____ Document excerpt

What a PR coup for the industrial farming lobby to now be seen as the good guys, making common cause with environmentalists to tackle climate change through the growing of ‘green’ energy crops. Farmers across the world who have seen the prices they receive for producing their crops fall relative to the costs of growing them, would have a new, booming market and they would be valued for producing something everybody needs: energy. Meanwhile, processors of crops for food oils and other industrial uses would gain a bigger, competitive market for their outputs. For local politicians, more crushing and refining plants equals more jobs.
Whatever the NFU’s vested interest in pushing biofuels, the policy framework coming from the European Commission and UK government seems modest and reasonable. The EU Directive ‘on the promotion of biofuels or other renewable fuels for transport’ sets a target for member states to achieve a substitution of petrol and diesel with biofuels of 5.75 per cent by 2010, with an estimated maximum of around 10 per cent by 2015.
Yet even meeting these targets will be near impossible, and indeed many member states, Britain among them, are already falling behind. Figures from the Organisation for Economic Co-operation and Development (OECD) show that Europe would need to convert more than 70 per cent of its total arable land to raise the proportion of biofuel currently used in road transport to a mere 10 per cent.

________

● Written request 1
Please copy the records from the line with "label_query: chrome grille trim" up to and including the line with "[0,3,251,43]".
The text and the records come from unrelated sources.

____ Data records

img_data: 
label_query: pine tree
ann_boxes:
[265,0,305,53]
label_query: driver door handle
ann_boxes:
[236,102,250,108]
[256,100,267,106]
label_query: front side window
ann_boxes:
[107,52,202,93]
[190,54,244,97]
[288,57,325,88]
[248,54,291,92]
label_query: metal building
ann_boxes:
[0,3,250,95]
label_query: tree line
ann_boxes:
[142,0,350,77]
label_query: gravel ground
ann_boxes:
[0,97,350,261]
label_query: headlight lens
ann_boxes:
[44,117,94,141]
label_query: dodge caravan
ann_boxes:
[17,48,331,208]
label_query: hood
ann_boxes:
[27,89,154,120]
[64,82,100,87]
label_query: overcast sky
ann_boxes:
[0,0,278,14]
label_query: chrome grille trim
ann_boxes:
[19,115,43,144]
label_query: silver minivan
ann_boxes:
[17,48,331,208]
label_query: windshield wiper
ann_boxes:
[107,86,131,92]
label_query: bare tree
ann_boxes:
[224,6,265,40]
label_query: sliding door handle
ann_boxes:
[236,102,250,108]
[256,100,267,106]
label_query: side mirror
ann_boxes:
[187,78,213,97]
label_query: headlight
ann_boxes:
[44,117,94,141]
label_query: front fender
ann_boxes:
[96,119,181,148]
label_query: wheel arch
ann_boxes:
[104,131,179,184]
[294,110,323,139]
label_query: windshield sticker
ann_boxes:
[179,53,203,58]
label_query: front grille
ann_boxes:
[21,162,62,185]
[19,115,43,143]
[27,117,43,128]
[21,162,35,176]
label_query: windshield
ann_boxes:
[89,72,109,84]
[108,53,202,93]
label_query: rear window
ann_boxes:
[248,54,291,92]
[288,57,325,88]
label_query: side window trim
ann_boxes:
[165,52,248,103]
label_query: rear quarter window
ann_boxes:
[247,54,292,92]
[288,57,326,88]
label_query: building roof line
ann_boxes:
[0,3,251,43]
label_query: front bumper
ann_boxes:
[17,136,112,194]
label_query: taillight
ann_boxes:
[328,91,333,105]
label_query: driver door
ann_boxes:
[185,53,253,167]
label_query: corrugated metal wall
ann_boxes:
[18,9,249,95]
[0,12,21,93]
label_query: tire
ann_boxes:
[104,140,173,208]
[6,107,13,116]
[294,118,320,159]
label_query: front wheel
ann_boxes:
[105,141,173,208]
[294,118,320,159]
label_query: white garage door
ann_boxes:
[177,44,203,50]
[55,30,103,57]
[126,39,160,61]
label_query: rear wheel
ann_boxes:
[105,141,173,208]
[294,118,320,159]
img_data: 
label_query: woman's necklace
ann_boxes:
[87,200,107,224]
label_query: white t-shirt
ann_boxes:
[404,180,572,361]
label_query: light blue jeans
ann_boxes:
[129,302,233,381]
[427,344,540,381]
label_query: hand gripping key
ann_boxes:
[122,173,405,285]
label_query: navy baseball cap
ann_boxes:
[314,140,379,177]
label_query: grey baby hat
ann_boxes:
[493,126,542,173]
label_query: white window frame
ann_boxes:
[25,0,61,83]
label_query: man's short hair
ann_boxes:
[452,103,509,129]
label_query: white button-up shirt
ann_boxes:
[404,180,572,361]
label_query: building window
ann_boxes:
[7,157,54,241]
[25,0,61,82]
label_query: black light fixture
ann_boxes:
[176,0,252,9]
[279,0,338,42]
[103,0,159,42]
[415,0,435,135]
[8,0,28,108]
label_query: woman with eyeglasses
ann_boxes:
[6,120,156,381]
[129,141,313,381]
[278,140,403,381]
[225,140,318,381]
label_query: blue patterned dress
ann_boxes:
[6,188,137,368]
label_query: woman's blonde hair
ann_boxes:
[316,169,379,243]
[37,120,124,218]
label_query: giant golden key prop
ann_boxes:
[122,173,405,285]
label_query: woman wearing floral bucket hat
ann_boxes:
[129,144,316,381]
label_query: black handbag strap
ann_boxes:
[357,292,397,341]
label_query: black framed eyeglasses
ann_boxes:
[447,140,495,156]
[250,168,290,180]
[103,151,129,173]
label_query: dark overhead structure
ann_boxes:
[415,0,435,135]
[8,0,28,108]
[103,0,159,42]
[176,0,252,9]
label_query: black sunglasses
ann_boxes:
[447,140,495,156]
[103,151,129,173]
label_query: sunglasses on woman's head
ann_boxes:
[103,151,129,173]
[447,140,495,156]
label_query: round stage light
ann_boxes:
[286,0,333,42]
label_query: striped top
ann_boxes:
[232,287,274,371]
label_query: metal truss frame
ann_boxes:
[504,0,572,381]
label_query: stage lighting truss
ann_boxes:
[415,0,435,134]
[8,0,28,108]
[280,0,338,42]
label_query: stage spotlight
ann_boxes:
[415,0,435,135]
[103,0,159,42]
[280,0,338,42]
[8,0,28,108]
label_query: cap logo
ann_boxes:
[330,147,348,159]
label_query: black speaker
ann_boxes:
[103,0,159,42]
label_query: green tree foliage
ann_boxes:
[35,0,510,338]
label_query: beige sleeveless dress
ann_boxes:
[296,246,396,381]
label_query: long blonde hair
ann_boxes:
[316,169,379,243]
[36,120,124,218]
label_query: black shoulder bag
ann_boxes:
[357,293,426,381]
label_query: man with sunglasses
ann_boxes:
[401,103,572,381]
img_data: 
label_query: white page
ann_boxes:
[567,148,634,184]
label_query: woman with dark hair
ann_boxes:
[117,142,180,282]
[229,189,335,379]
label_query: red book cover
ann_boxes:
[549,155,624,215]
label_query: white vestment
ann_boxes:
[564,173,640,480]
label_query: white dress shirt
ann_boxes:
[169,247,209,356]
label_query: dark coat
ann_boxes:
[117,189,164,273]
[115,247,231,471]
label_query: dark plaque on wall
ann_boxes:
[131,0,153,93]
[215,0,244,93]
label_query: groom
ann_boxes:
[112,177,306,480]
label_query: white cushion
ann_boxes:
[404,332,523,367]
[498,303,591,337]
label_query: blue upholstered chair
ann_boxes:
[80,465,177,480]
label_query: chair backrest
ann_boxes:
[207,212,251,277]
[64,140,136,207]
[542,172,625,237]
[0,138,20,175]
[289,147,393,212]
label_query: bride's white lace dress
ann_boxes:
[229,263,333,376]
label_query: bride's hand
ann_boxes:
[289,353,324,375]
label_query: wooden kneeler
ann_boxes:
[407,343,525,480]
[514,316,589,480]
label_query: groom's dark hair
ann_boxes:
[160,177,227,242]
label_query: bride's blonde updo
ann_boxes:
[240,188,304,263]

________

● Written request 2
List each distinct percentage figure that appears in the biofuels text.

● Written answer 1
label_query: chrome grille trim
ann_boxes:
[19,115,43,144]
label_query: silver minivan
ann_boxes:
[17,48,331,208]
label_query: windshield wiper
ann_boxes:
[107,86,131,92]
label_query: bare tree
ann_boxes:
[224,6,265,40]
label_query: sliding door handle
ann_boxes:
[236,102,250,108]
[256,100,267,106]
label_query: side mirror
ann_boxes:
[187,78,213,97]
label_query: headlight
ann_boxes:
[44,117,94,141]
label_query: front fender
ann_boxes:
[96,119,181,148]
label_query: wheel arch
ann_boxes:
[104,131,179,184]
[294,110,323,139]
label_query: windshield sticker
ann_boxes:
[179,53,203,58]
label_query: front grille
ann_boxes:
[21,162,62,185]
[19,115,43,143]
[27,117,43,128]
[21,162,35,176]
label_query: windshield
ann_boxes:
[89,72,109,84]
[108,53,202,93]
label_query: rear window
ann_boxes:
[248,54,291,92]
[288,57,325,88]
label_query: side window trim
ann_boxes:
[165,52,248,103]
label_query: rear quarter window
ann_boxes:
[247,54,292,92]
[288,57,326,88]
label_query: building roof line
ann_boxes:
[0,3,251,43]

● Written answer 2
- 5.75 per cent
- 10 per cent
- 70 per cent